** begin GIVEN TEXT **

Banking stocks led Monday’s advance after several lenders reported encouraging business updates for the June quarter.
The Nifty Bank index and the broader financial services index both rose around 0.7%, making financial stocks among the biggest contributors to the market’s gains.
HDFC Bank, India’s largest private-sector lender by market value, jumped 2.7% after reporting a 15.4% year-on-year increase in gross advances during the June quarter, signaling continued healthy loan demand despite a higher interest rate environment.
Axis Bank added 1.7% after its quarterly business update showed 18.8% growth in gross advances, reinforcing expectations that credit demand across India’s banking sector remains resilient.
The strong updates from two of the country’s largest lenders provided reassurance that loan growth continues to outperform expectations even as banks navigate tighter liquidity conditions and evolving monetary policy.
Not all lenders shared in the optimism.

** end GIVEN TEXT **
** begin RECORDS SHOWN **

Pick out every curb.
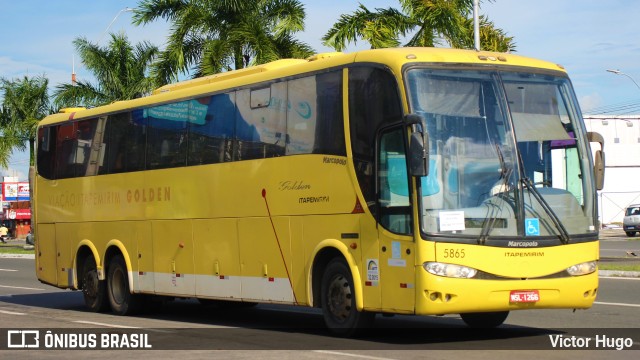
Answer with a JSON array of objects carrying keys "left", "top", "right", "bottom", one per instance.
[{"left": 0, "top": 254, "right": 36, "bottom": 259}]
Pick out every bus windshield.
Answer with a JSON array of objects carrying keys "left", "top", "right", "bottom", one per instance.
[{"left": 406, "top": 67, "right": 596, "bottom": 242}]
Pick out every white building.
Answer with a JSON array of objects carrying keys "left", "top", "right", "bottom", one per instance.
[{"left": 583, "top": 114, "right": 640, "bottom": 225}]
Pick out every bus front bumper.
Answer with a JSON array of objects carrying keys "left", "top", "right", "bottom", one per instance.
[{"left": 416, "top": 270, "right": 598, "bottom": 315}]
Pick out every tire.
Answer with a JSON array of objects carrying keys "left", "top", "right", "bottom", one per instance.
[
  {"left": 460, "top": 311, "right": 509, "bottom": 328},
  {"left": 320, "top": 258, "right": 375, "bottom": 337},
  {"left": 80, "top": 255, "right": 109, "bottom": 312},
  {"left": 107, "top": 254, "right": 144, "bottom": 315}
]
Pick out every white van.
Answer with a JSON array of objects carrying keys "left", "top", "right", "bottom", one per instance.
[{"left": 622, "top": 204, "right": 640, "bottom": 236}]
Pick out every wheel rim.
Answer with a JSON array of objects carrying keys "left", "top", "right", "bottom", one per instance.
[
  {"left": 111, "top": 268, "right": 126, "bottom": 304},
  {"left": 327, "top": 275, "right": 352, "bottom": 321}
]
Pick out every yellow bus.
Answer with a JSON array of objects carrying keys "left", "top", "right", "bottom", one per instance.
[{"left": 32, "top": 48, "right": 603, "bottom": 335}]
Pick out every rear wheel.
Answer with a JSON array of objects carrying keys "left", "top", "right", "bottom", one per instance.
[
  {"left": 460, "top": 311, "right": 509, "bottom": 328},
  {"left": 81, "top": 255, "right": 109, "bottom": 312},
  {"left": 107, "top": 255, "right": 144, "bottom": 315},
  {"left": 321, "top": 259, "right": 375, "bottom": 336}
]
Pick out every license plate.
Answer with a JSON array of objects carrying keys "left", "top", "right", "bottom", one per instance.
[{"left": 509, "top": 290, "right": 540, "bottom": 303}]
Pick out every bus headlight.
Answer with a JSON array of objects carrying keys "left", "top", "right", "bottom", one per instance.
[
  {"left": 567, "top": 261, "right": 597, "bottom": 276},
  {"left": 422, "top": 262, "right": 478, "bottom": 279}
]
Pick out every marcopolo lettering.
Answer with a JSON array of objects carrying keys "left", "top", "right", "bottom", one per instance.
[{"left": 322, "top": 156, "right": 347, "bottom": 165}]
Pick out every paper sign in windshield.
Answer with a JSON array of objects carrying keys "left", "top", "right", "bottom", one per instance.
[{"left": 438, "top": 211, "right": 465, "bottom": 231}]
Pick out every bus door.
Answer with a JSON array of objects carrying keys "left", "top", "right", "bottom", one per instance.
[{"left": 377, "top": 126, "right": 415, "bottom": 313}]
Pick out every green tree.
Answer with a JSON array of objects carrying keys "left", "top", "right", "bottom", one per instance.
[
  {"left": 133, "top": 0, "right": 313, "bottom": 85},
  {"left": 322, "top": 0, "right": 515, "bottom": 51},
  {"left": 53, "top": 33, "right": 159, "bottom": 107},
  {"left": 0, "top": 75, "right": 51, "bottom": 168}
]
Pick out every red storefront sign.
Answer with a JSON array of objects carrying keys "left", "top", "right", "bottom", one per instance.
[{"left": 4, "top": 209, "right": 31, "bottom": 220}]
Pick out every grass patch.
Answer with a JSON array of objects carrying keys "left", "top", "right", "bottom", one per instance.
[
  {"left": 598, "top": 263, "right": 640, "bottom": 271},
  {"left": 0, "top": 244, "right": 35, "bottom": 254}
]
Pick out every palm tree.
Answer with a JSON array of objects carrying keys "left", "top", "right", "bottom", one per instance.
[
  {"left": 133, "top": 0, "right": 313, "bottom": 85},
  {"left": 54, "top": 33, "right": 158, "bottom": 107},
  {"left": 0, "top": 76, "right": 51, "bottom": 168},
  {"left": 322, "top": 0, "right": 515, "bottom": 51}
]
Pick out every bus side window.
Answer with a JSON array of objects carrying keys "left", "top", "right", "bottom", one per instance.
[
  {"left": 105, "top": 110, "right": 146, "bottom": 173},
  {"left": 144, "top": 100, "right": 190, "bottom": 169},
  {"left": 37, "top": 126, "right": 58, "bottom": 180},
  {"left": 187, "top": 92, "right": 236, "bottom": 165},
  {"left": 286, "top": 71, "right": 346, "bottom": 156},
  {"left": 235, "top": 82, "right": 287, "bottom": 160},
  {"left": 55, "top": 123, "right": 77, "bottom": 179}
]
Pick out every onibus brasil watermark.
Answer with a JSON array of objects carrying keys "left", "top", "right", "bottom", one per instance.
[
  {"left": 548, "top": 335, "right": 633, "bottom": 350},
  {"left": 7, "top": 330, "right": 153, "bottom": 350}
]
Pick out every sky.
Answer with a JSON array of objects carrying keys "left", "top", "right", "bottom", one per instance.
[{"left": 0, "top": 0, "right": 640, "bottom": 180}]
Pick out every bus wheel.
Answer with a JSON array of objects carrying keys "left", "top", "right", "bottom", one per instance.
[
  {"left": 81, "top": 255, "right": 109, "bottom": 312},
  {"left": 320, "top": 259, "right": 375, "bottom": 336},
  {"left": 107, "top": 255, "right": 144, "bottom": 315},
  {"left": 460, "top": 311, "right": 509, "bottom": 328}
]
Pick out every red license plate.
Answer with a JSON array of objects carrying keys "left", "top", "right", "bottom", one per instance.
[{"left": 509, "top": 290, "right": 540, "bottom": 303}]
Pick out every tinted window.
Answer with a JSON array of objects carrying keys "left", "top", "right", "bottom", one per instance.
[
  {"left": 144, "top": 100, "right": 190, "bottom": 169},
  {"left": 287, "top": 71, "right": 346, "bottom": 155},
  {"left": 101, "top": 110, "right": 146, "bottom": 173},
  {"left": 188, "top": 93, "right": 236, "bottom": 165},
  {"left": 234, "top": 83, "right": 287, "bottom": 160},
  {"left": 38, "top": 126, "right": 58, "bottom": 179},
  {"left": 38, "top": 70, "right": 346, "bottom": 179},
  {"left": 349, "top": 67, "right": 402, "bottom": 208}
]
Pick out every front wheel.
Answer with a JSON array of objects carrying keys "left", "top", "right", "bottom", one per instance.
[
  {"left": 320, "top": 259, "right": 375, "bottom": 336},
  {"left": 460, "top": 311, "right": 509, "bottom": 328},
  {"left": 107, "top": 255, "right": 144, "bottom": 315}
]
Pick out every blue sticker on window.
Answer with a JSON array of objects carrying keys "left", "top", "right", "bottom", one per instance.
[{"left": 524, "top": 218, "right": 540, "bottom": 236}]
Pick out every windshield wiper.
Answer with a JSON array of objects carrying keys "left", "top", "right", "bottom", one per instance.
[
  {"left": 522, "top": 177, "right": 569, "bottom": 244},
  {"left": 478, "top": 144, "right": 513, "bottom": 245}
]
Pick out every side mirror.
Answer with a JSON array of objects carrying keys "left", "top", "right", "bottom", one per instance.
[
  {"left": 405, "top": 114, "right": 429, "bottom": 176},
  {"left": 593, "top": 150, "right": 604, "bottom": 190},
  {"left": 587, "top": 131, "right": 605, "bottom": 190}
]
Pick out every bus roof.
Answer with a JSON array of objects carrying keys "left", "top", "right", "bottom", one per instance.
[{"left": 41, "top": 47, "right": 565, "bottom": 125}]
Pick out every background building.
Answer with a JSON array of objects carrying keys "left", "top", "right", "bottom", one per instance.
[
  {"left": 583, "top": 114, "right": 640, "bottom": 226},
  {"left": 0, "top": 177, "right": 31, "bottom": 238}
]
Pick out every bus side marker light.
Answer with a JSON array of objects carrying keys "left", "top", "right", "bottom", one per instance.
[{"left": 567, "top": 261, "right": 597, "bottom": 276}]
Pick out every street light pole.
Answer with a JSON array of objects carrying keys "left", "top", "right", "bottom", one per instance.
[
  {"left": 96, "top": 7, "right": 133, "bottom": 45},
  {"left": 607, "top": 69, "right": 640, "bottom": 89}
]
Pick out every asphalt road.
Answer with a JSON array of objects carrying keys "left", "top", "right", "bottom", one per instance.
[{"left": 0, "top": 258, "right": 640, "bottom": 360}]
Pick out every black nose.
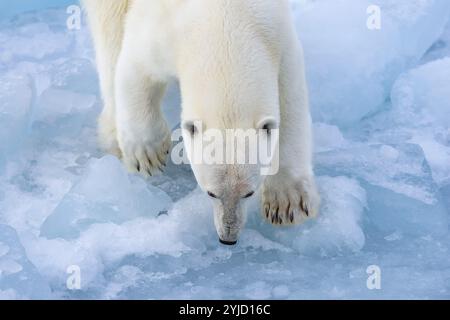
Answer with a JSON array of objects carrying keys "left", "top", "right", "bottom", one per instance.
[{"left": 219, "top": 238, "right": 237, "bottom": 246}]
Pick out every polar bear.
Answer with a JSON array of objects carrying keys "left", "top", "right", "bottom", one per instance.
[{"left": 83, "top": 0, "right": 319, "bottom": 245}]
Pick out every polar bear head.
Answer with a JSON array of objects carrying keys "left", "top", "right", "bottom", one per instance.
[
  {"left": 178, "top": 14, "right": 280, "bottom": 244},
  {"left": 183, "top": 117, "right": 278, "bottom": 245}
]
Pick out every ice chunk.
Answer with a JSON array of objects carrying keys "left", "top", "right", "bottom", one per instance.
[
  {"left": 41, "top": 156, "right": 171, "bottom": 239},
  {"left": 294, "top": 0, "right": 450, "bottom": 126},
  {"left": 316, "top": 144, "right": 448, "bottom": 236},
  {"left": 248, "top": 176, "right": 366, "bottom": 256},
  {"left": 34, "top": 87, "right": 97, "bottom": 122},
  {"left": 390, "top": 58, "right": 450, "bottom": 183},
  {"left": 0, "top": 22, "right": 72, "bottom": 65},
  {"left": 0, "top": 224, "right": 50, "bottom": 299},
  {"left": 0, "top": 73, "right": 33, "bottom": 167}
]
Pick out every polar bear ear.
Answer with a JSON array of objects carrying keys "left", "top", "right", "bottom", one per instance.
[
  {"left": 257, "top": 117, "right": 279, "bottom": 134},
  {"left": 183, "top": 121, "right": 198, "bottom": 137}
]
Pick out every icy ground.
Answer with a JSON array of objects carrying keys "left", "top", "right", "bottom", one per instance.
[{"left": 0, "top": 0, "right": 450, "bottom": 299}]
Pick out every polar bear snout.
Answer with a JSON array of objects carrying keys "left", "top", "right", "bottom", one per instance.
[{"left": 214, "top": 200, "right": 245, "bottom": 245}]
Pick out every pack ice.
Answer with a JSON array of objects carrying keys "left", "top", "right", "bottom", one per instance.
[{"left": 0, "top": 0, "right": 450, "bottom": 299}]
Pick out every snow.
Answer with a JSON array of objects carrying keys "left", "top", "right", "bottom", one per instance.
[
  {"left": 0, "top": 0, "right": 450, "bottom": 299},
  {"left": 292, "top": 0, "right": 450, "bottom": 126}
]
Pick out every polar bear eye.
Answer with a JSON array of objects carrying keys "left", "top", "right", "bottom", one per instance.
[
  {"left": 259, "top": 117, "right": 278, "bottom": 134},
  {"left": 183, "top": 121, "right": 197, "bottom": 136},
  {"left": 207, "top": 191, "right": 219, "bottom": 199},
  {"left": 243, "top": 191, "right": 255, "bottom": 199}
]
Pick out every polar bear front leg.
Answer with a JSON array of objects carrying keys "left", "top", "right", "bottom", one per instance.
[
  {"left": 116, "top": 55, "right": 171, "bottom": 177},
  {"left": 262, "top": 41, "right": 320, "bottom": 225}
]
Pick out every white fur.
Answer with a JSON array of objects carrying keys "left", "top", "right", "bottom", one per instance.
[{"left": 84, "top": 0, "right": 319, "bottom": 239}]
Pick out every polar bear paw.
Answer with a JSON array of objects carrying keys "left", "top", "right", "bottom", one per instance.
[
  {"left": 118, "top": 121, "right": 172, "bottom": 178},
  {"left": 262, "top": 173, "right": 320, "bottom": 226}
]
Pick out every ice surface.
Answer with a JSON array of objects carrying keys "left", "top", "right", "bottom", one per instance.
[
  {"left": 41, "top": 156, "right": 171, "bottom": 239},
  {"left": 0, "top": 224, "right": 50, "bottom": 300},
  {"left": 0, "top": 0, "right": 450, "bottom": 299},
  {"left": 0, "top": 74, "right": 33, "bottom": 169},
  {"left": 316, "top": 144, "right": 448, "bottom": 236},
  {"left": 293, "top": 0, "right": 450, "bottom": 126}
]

** end RECORDS SHOWN **

§ GIVEN TASK:
Copy out the whole passage above on Monday's rally in banking stocks, word for word.

§ THE RESULT:
Banking stocks led Monday’s advance after several lenders reported encouraging business updates for the June quarter.
The Nifty Bank index and the broader financial services index both rose around 0.7%, making financial stocks among the biggest contributors to the market’s gains.
HDFC Bank, India’s largest private-sector lender by market value, jumped 2.7% after reporting a 15.4% year-on-year increase in gross advances during the June quarter, signaling continued healthy loan demand despite a higher interest rate environment.
Axis Bank added 1.7% after its quarterly business update showed 18.8% growth in gross advances, reinforcing expectations that credit demand across India’s banking sector remains resilient.
The strong updates from two of the country’s largest lenders provided reassurance that loan growth continues to outperform expectations even as banks navigate tighter liquidity conditions and evolving monetary policy.
Not all lenders shared in the optimism.